::: EXCERPT

Findings of structural damage to the hippocampus in WKS patients has been mixed (Caulo et al., 2005; Mair, 1994; Harding et al., 1997). Similarly, early reports on the structural integrity of the hippocampal formation following PTD treatment revealed no neuropathology (Langlais et al., 1992). However, recent in vivo MRI animal studies have revealed some hippocampal shrinkage following PTD treatment (Pfefferbaum et al., 2007). Despite equivocal anatomical findings, there is good evidence of hippocampal dysfunction in both human and rodents after TD. For example, studies from our laboratory (Roland et al., 2007; Savage et al., 2003, 2007; Vetreno et al., 2008) indicate that acetylcholine release in the hippocampus is reduced in PTD rats during spatial navigation and is accompanied by spatial memory deficits. Likewise, an fMRI study with WKS patients revealed reduced activation of the hippocampus during both the encoding or recognition phases of a visual matching-to-sample task despite no observed structural damage to the hippocampus of these patients (Caulo et al., 2005). These data in humans and rodent models suggest that hippocampal dysfunction seen after TD may be due to damage to structures functionally connected with the hippocampus.

The basal forebrain is vulnerable to TD-induced neurodegeneration. Cell death and dendritic reorganization in the nucleus basalis (nBM) as well as the medial septum (MS) and vertical limb of the diagonal band (DB) was reported in postmortem analyses of WKS brains (Arendt et al., 1995). Studies using TD rodent models have reported similar neurodegeneration. In particular, a 30% reduction in choline acetyltransferase (ChAT) immunopositive neurons (Pitkin and Savage, 2001; 2004) was observed in the MS/DB of PTD-treated rats and this cell loss was correlated with the degree of memory impairment (Roland and Savage, 2009b). Consistent with a loss of MS/DB ChAT neurons, there is also a loss of cholinergic fibers in the cortex (Anzalone et al., 2010) and hippocampus (Nakagawasai et al., 2000) of PTD-treated rats. Moreover, in vivo microdialysis studies with the PTD model have demonstrated reduced ACh activity in the hippocampus and cortex (Savage et al., 2003; Roland and Savage, 2007; Savage et al., 2007; Vetreno et al., 2008). Thus, loss of basal forebrain cholinergic projection neurons likely contributes to the decline in hippocampal function and memory impairments in individuals with WKS as well as in the PTD model.

::::::
::: SOURCE MATERIAL

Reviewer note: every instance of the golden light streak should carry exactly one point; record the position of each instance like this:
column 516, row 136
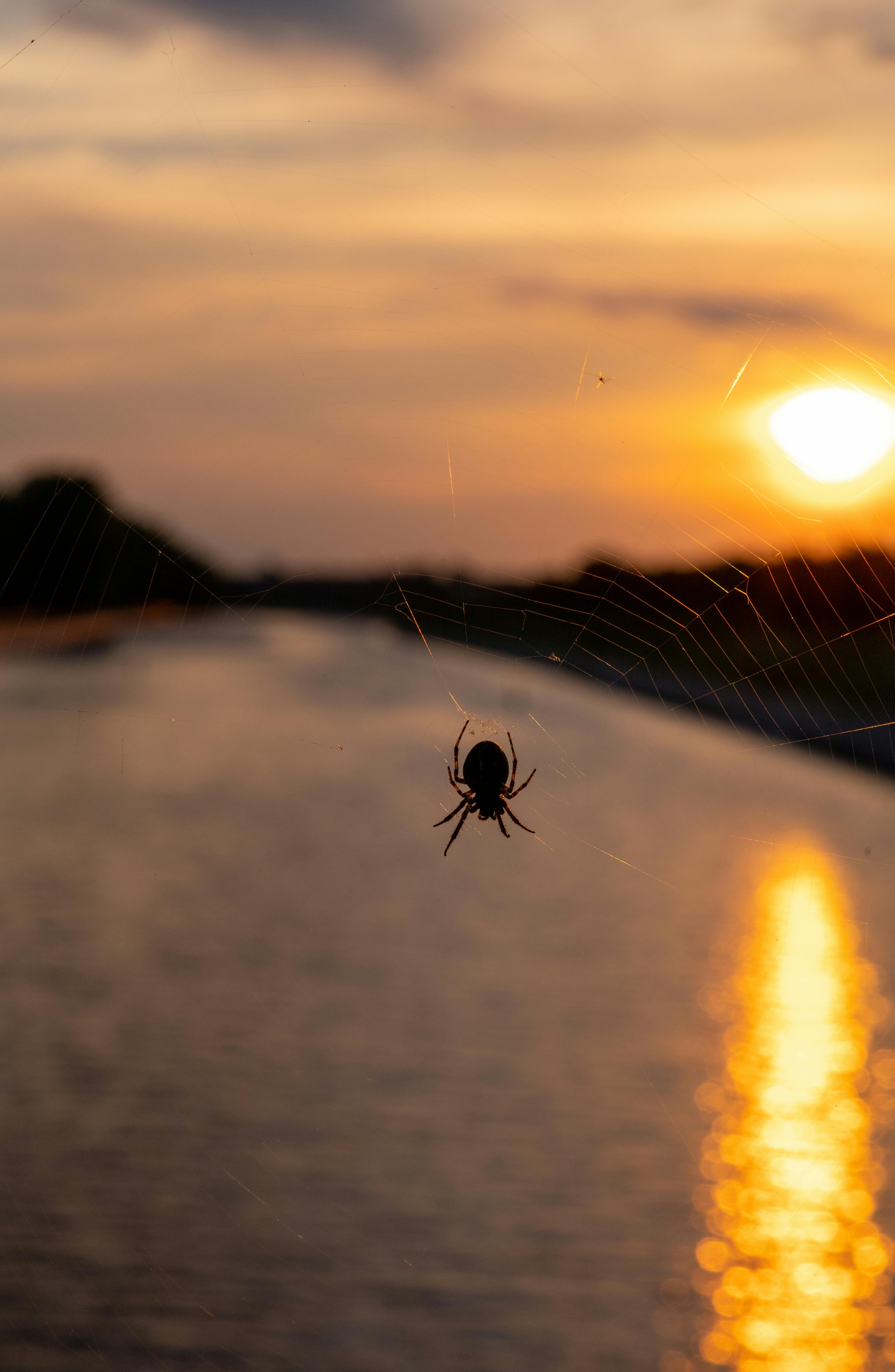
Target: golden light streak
column 742, row 371
column 794, row 1267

::::::

- [BRIEF A]: In the excerpt on hippocampal and basal forebrain damage, what reduction in ChAT immunopositive neurons was seen in the MS/DB of PTD-treated rats?
- [BRIEF B]: Name every brain region in which the excerpt on hippocampal and basal forebrain damage says postmortem analyses of WKS brains found cell death and dendritic reorganization.
- [BRIEF C]:
For each statement, answer yes or no depending on whether it agrees with the excerpt on hippocampal and basal forebrain damage, and quote the words of the excerpt that decide it.
(i) Early reports found no neuropathology in the hippocampal formation after PTD treatment.
(ii) The fMRI study of WKS patients found structural damage to the hippocampus.
(iii) In vivo microdialysis studies with the PTD model showed increased ACh activity in the hippocampus and cortex.
The listing is separate material and has no connection to the excerpt.

- [WORKED SOLUTION A]: A 30% reduction.

- [WORKED SOLUTION B]: The nucleus basalis (nBM), the medial septum (MS) and the vertical limb of the diagonal band (DB).

- [WORKED SOLUTION C]:
(i) Yes: "early reports on the structural integrity of the hippocampal formation following PTD treatment revealed no neuropathology"
(ii) No: "despite no observed structural damage to the hippocampus of these patients"
(iii) No: "have demonstrated reduced ACh activity in the hippocampus and cortex"